Records shown |

------------------------

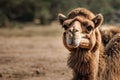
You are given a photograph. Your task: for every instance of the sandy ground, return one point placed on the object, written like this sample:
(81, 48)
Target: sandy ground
(40, 57)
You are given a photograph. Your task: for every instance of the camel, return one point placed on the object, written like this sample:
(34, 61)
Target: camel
(89, 58)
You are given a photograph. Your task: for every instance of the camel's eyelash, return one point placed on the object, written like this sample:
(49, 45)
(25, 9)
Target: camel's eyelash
(65, 27)
(89, 28)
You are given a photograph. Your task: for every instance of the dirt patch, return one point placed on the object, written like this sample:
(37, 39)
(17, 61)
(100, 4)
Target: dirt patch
(38, 57)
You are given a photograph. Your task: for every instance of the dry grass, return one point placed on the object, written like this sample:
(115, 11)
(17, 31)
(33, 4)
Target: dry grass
(33, 53)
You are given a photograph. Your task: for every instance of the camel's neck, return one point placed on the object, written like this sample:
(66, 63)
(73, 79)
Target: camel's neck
(84, 64)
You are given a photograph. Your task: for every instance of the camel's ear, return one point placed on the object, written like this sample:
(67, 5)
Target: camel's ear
(61, 18)
(98, 20)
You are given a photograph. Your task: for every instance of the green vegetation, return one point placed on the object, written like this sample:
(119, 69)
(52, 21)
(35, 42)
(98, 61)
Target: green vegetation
(45, 11)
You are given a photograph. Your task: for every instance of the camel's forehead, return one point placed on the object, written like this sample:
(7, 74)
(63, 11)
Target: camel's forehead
(78, 18)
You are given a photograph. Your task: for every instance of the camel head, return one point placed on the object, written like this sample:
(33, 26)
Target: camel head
(80, 28)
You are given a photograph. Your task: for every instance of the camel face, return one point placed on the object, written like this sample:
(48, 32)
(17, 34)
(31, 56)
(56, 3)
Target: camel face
(80, 27)
(78, 31)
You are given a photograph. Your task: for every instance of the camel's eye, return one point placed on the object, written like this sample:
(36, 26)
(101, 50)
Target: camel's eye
(89, 28)
(65, 27)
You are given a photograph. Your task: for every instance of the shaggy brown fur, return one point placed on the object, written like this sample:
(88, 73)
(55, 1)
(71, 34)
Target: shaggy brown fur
(96, 63)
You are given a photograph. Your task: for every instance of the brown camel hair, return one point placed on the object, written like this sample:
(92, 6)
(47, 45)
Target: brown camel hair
(93, 61)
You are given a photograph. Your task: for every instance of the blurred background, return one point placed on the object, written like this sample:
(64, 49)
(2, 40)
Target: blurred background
(45, 11)
(31, 45)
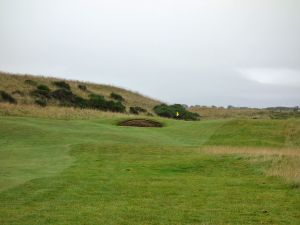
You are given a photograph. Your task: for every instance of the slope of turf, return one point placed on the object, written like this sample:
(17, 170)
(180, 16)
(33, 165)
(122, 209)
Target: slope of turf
(94, 172)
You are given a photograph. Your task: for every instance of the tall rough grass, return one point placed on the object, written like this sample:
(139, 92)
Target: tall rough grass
(12, 82)
(284, 163)
(54, 112)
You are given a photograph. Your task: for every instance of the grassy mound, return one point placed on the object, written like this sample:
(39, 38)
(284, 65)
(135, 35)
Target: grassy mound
(140, 123)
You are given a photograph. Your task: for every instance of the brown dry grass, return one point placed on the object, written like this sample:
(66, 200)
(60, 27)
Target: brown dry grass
(15, 82)
(54, 112)
(283, 163)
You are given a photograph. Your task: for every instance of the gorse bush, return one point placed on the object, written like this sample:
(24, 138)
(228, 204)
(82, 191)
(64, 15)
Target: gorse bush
(170, 111)
(42, 91)
(117, 97)
(5, 97)
(82, 87)
(62, 84)
(31, 82)
(66, 97)
(99, 102)
(136, 110)
(41, 102)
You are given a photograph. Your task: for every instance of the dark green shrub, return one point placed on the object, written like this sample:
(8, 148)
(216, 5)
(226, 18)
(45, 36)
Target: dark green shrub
(5, 97)
(170, 111)
(115, 106)
(31, 82)
(42, 91)
(132, 110)
(136, 110)
(63, 95)
(41, 102)
(67, 98)
(117, 97)
(98, 102)
(62, 84)
(164, 111)
(82, 87)
(18, 92)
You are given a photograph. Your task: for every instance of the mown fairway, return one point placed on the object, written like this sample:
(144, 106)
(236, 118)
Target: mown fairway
(94, 172)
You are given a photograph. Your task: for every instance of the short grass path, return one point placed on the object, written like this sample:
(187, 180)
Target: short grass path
(93, 172)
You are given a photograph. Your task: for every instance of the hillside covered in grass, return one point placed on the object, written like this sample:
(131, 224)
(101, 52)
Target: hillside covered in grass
(38, 90)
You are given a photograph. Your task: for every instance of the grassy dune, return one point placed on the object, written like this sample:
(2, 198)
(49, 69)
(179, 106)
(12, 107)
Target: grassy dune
(15, 85)
(91, 171)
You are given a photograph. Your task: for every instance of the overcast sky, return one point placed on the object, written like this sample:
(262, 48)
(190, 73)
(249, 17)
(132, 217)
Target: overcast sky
(206, 52)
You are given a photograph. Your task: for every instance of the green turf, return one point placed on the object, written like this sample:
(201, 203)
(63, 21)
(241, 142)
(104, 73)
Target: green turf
(94, 172)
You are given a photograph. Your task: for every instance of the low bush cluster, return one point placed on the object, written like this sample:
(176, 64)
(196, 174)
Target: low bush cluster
(66, 97)
(41, 102)
(42, 91)
(82, 87)
(5, 97)
(31, 82)
(175, 111)
(62, 84)
(99, 102)
(136, 110)
(117, 97)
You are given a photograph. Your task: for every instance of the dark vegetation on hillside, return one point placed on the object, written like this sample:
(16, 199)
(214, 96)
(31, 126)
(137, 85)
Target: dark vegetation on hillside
(171, 111)
(140, 123)
(5, 97)
(82, 87)
(62, 84)
(31, 82)
(66, 97)
(117, 97)
(136, 110)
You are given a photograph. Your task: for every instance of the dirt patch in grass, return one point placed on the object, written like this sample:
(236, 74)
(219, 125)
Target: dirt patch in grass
(140, 123)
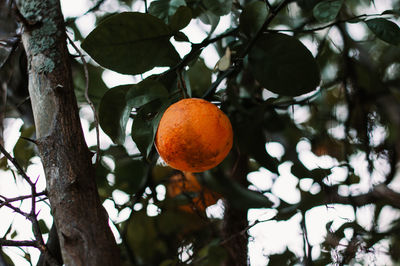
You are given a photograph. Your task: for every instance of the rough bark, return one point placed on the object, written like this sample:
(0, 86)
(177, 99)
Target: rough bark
(81, 221)
(235, 221)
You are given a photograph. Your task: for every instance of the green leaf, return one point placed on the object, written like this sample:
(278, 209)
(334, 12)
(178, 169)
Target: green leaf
(212, 254)
(286, 258)
(164, 9)
(6, 258)
(181, 37)
(114, 113)
(253, 17)
(239, 196)
(97, 87)
(218, 7)
(326, 11)
(130, 175)
(282, 64)
(143, 134)
(199, 77)
(210, 19)
(385, 30)
(131, 43)
(43, 227)
(144, 129)
(24, 149)
(144, 239)
(181, 18)
(144, 92)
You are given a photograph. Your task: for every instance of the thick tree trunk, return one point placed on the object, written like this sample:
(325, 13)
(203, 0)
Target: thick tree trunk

------------------------

Task details | Pictures stay out of the copy; please restate every record above exactly.

Solution to the exercise |
You are given a photograph. Your task: for every instance of the sandy ground, return one point placed on the object, written like this sample:
(81, 48)
Target: sandy ground
(40, 57)
You are given a photograph. Your task: for every instance of the camel, return one point placed on the object, written like this sample:
(34, 61)
Target: camel
(89, 58)
You are given a photograph. Your task: for every instance of the camel's eyelash, return one point placed on the object, written like this sample:
(49, 45)
(25, 9)
Target: camel's eyelash
(65, 27)
(89, 28)
You are given a photograph. Your task: for every instance of the dirt patch, return one point placed on the object, written like this sample:
(37, 39)
(17, 61)
(100, 4)
Target: dirt patch
(38, 57)
You are given a photograph. Your task: for every instance of the dry grass, return one point placed on the object, written like this sample:
(115, 11)
(17, 31)
(33, 4)
Target: dry grass
(33, 53)
You are given a photograph. Your task: for every instance of the camel's neck, return one point placed on the object, written like this sample:
(66, 63)
(73, 79)
Target: camel's neck
(84, 64)
You are given a photograph. Your task: for every instance of the camel's ear, return one point placed on the object, written like this sample:
(67, 5)
Target: camel's ear
(61, 18)
(98, 20)
You are given a photograph. Your task: for every instance of the green vegetation, return one point placed on the object, written like this sample:
(119, 69)
(52, 21)
(35, 42)
(98, 61)
Target: green vegetation
(45, 11)
You are given a photograph. Your task: for every instance of the camel's forehead, return one point placed on the object, written like this sample:
(7, 74)
(63, 11)
Target: camel's forehead
(78, 18)
You are given a photograph. Your task: for every instance of the camel head, return one point placed on the object, written like this sample:
(33, 26)
Target: camel head
(80, 28)
You are given a photograph. Your task: for every instance of the camel face, return one point placed on the object, written like this sample:
(48, 32)
(17, 34)
(31, 56)
(56, 3)
Target: camel face
(80, 27)
(78, 31)
You are given a photograph. Your task: for every instance of the camel's eye, return one point placed on the object, written like this sample:
(36, 26)
(101, 50)
Target: camel's eye
(89, 28)
(65, 27)
You are given a photograph. Your task: for every instance of the shaggy brown fur, return one point placed on the object, written like this sample:
(88, 73)
(55, 1)
(71, 34)
Target: shaggy brown fur
(96, 63)
You are given a photograph. Your task: for every instance of the brown camel hair, return one point placed on the object, written like this sample:
(92, 6)
(47, 45)
Target: brown camel hair
(93, 61)
You are given a photograph. Your task: for every instance of the blurred background, return one point placed on the object, written like this sample:
(64, 49)
(2, 40)
Target: blurred background
(45, 11)
(31, 45)
You are given a photograph. Your task: for every instance of the slope of turf, return one point placed on the object, written like this sample:
(17, 170)
(180, 16)
(33, 165)
(122, 209)
Target: slope of turf
(94, 172)
You are given a photograph. Your task: for every instance of the tall rough grass, return one point placed on the object, written like this sample:
(139, 92)
Target: tall rough grass
(12, 82)
(284, 163)
(54, 112)
You are given a photograph. Your task: for every instance of the grassy mound, return one point placed on the object, written like this sample:
(39, 38)
(284, 65)
(135, 35)
Target: grassy mound
(140, 123)
You are given a photograph. Your task: for every instance of the brown dry grass, return one point placed on the object, written like this sample:
(66, 200)
(60, 27)
Target: brown dry grass
(15, 82)
(54, 112)
(283, 163)
You are given a photograph. Your task: for every instance of the gorse bush, return one point placed on the object, written like this sample:
(24, 138)
(228, 204)
(82, 191)
(64, 15)
Target: gorse bush
(170, 111)
(42, 91)
(117, 97)
(5, 97)
(82, 87)
(62, 84)
(31, 82)
(66, 97)
(99, 102)
(136, 110)
(41, 102)
You are given a photograph. Your task: for every instance of the dark green shrub, return one point placed on the object, written like this sample:
(8, 148)
(216, 5)
(226, 18)
(45, 36)
Target: dark green shrub
(5, 97)
(170, 111)
(115, 106)
(31, 82)
(42, 91)
(132, 110)
(136, 110)
(63, 95)
(41, 102)
(67, 98)
(117, 97)
(98, 102)
(62, 84)
(164, 111)
(82, 87)
(18, 92)
You are given a photograph. Your task: for every instance of the mown fairway, return one point placed on the object, written like this sample:
(144, 106)
(236, 118)
Target: mown fairway
(94, 172)
You are given a photograph. Your task: for every instance of the short grass path, return one point placed on the object, written like this sample:
(187, 180)
Target: short grass path
(93, 172)
You are given a photograph. Your task: for every instance of the hillside covered in grass, return one point placed on the object, written like this sample:
(131, 224)
(101, 52)
Target: hillside covered in grass
(38, 90)
You are given a photograph. Your task: for every instance of the grassy dune, return one point placed on the object, written like this sample:
(2, 198)
(49, 69)
(179, 106)
(12, 107)
Target: grassy dune
(15, 85)
(91, 171)
You are given a photograph. Your task: for every instance of the overcast sky, return one point placed on the object, written like this sample:
(262, 48)
(190, 73)
(249, 17)
(132, 217)
Target: overcast sky
(206, 52)
You are given a photograph. Your task: for every instance of the green turf, return one point placed on the object, written like this sample:
(201, 203)
(63, 21)
(241, 142)
(104, 73)
Target: green turf
(94, 172)
You are given a photograph. Your task: for every instance of the low bush cluster, return one point placed on the object, written like this sample:
(176, 64)
(196, 174)
Target: low bush cluster
(66, 97)
(41, 102)
(42, 91)
(82, 87)
(5, 97)
(31, 82)
(175, 111)
(62, 84)
(99, 102)
(136, 110)
(117, 97)
You are given a photograph. Your task: for every instance of the dark vegetation on hillside, return one point placed on the object, written like this sample:
(16, 199)
(214, 96)
(31, 126)
(137, 85)
Target: dark vegetation on hillside
(171, 111)
(140, 123)
(5, 97)
(82, 87)
(62, 84)
(31, 82)
(66, 97)
(117, 97)
(136, 110)
You are given a photograph. Your task: for every instance of the dirt patch in grass, return one point placed on the object, written like this sample:
(236, 74)
(219, 125)
Target: dirt patch in grass
(140, 123)
You are given a photograph. Your task: for every instance of the rough bark, return one point placed on the object, written like this sample:
(0, 86)
(177, 99)
Target: rough bark
(81, 221)
(235, 221)
You are given a photograph. Your task: for every instance of the green leaf, return one point placed on the object, written like this sample:
(278, 209)
(334, 12)
(178, 169)
Target: green leaf
(212, 254)
(286, 258)
(164, 9)
(6, 258)
(181, 37)
(114, 113)
(253, 17)
(239, 196)
(97, 87)
(218, 7)
(326, 11)
(130, 175)
(282, 64)
(143, 134)
(199, 77)
(210, 19)
(385, 30)
(131, 43)
(43, 227)
(144, 129)
(24, 149)
(144, 239)
(181, 18)
(144, 92)
You are given a photograph. Your task: for every instance of the thick tree trunk, return one point placed on the object, written like this sample:
(325, 13)
(203, 0)
Target: thick tree trunk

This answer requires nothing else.